_Assignment:_ Write out every one of the following entries line for line, with no changes at all.

───── Source information ─────

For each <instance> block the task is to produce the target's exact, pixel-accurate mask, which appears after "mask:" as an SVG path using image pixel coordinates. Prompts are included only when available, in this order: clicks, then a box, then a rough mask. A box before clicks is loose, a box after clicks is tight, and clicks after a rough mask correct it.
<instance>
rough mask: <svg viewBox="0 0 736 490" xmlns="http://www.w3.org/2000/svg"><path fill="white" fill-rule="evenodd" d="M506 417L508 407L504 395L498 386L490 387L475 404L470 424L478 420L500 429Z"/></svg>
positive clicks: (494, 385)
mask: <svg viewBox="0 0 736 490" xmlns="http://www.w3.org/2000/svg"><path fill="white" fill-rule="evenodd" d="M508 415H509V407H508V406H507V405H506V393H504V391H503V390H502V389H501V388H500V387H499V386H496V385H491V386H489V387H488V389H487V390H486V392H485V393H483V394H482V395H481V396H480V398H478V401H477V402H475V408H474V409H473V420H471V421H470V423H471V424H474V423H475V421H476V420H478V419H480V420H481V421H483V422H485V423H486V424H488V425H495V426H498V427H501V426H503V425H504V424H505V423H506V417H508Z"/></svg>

─────

_Written response:_
For each <instance> block the task is to produce the target's exact, pixel-accurate mask, which appears after "mask:" as an SVG path using image pixel coordinates. Prompts are included only when available, in this order: clicks, then a box, then a rough mask. A box before clicks is loose, a box after clicks is tight, and clicks after a rough mask correct it.
<instance>
rough mask: <svg viewBox="0 0 736 490" xmlns="http://www.w3.org/2000/svg"><path fill="white" fill-rule="evenodd" d="M506 417L508 407L504 395L498 386L490 387L475 404L470 424L478 420L500 429Z"/></svg>
positive clicks: (494, 385)
mask: <svg viewBox="0 0 736 490" xmlns="http://www.w3.org/2000/svg"><path fill="white" fill-rule="evenodd" d="M508 415H509V407H508V406H507V405H506V393H504V391H503V390H502V389H501V388H500V387H499V386H496V385H491V386H489V387H488V389H487V390H486V392H485V393H483V394H482V395H481V396H480V398H478V401H477V402H475V408H474V409H473V420H471V421H470V423H471V424H474V423H475V421H476V420H478V419H480V420H481V421H483V422H485V423H486V424H488V425H495V426H498V427H501V426H503V425H504V424H505V423H506V417H508Z"/></svg>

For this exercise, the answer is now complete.